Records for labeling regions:
+ + + +

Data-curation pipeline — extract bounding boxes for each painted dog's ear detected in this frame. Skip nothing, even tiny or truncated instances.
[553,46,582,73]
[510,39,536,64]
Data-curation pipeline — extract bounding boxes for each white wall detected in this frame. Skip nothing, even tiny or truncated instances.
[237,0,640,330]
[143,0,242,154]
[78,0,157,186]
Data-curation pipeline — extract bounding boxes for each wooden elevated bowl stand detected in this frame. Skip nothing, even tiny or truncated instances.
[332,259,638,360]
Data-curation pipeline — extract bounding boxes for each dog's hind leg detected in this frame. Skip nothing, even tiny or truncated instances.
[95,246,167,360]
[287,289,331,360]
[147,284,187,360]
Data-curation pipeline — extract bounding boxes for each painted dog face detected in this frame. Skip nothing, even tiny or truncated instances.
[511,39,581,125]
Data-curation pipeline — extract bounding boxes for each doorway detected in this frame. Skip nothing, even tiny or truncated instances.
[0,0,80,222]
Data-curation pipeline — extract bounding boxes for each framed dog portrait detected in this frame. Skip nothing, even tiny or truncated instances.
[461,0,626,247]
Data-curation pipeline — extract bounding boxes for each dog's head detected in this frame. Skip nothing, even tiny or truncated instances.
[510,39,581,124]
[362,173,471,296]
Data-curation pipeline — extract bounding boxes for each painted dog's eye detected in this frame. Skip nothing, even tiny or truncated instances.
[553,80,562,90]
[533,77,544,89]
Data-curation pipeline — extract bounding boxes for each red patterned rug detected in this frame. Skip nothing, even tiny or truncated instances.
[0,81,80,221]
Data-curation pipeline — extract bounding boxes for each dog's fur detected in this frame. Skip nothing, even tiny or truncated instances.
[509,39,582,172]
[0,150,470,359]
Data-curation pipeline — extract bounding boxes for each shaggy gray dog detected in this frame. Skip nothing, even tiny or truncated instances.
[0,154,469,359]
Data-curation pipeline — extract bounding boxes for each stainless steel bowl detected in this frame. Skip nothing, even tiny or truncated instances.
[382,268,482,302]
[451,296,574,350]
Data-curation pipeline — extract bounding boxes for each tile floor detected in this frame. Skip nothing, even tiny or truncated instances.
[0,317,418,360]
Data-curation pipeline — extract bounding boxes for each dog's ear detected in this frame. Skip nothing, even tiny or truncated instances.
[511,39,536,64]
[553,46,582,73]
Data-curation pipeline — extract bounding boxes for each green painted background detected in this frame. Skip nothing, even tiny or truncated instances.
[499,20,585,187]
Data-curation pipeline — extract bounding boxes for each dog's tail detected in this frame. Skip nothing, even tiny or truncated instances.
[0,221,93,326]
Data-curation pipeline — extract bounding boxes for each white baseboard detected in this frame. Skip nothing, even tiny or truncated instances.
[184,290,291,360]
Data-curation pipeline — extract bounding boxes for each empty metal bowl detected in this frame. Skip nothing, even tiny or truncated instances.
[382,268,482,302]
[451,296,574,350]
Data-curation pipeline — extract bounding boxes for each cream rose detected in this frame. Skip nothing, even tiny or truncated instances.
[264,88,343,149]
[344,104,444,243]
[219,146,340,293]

+ + + +

Present the lines above as a Markdown table with two columns, No. and Text, giving each line its row number and leaving out any blank lines.

* _Full output_:
| No. | Text |
|---|---|
| 1 | Data-curation pipeline — extract bounding boxes for each painted dog's ear detected in this frame. Skip nothing, even tiny or truncated instances. |
| 2 | [553,46,582,73] |
| 3 | [510,39,536,64] |
| 4 | Data-curation pipeline — extract bounding boxes for each white wall detected in this frame. Skip nothing, even tiny or truncated instances. |
| 5 | [237,0,640,330] |
| 6 | [143,0,242,154] |
| 7 | [78,0,157,186] |
| 8 | Data-curation pipeline — extract bounding boxes for each wooden elevated bowl stand detected in this frame. Skip nothing, even tiny or truncated instances. |
| 9 | [332,259,638,360] |
| 10 | Data-curation pipeline — extract bounding boxes for each dog's hind leg detected in this frame. Skip nothing, even tiny or truncated instances. |
| 11 | [95,246,167,360] |
| 12 | [287,289,331,360] |
| 13 | [147,284,187,360] |
| 14 | Data-curation pipeline — extract bounding boxes for each painted dog face detected in this frame. Skip nothing, even tiny or truncated instances. |
| 15 | [511,39,581,125] |
| 16 | Data-curation pipeline — extract bounding boxes for each doorway detected in this frame. Skip nothing, even tiny or truncated instances. |
| 17 | [0,0,80,222] |
| 18 | Data-curation pipeline — extract bounding boxes for each framed dog portrait detected in this frame. Skip nothing, even tiny or truncated instances. |
| 19 | [461,0,626,247] |
| 20 | Data-curation pipeline — extract bounding boxes for each dog's head detected in this frame. Skip nothing, even tiny or truncated instances. |
| 21 | [510,39,581,124] |
| 22 | [362,173,471,296] |
| 23 | Data-curation pipeline — extract bounding boxes for each painted dog's eye detected in this frame. Skip nothing, even tiny or truncated instances. |
| 24 | [553,80,562,90] |
| 25 | [533,77,544,89] |
| 26 | Data-curation pipeline — extract bounding boxes for each red patterned rug detected in this frame. Skip nothing, even tiny or truncated instances. |
| 27 | [0,81,80,221] |
| 28 | Data-curation pipeline — extract bounding boxes for each dog's fur detected in this frame. Skip nothing, even tiny or truncated instances. |
| 29 | [509,39,582,172] |
| 30 | [0,150,470,359] |
| 31 | Data-curation pipeline — extract bounding boxes for each shaggy gray dog detected in this frame. Skip nothing, even tiny or truncated instances. |
| 32 | [0,154,469,359] |
| 33 | Data-curation pipeline — extract bounding boxes for each stainless steel bowl detected in this frame. Skip nothing, even tiny or truncated instances. |
| 34 | [382,268,482,302] |
| 35 | [451,296,574,350] |
| 36 | Data-curation pipeline — extract bounding boxes for each tile floor detected in this frame. Skip nothing, even tiny or truncated instances. |
| 37 | [0,317,418,360] |
| 38 | Data-curation pipeline — extract bounding boxes for each dog's ear detected in this frame. Skip nothing, even tiny or truncated instances. |
| 39 | [511,39,536,64] |
| 40 | [553,46,582,73] |
| 41 | Data-curation pipeline — extract bounding boxes for each green painted background detected in this frame. Skip nothing, even tiny or truncated instances. |
| 42 | [499,20,585,187] |
| 43 | Data-curation pipeline — extract bounding boxes for each dog's tail detected in this frame. Skip nothing, even tiny or truncated instances. |
| 44 | [0,221,93,326] |
| 45 | Data-curation pipeline — extract bounding boxes for each white baseboard detected in this frame. Skip nothing, even tiny or truncated instances. |
| 46 | [184,290,291,360] |
| 47 | Data-curation pipeline — extract bounding boxes for each empty metal bowl detected in this frame. Skip nothing, even tiny or truncated instances. |
| 48 | [382,268,482,302] |
| 49 | [451,296,574,350] |
| 50 | Data-curation pipeline — extract bounding boxes for each cream rose detected in this frame. Skip nothing, even tiny or truncated instances. |
| 51 | [264,88,343,149] |
| 52 | [344,104,444,243] |
| 53 | [219,146,340,293] |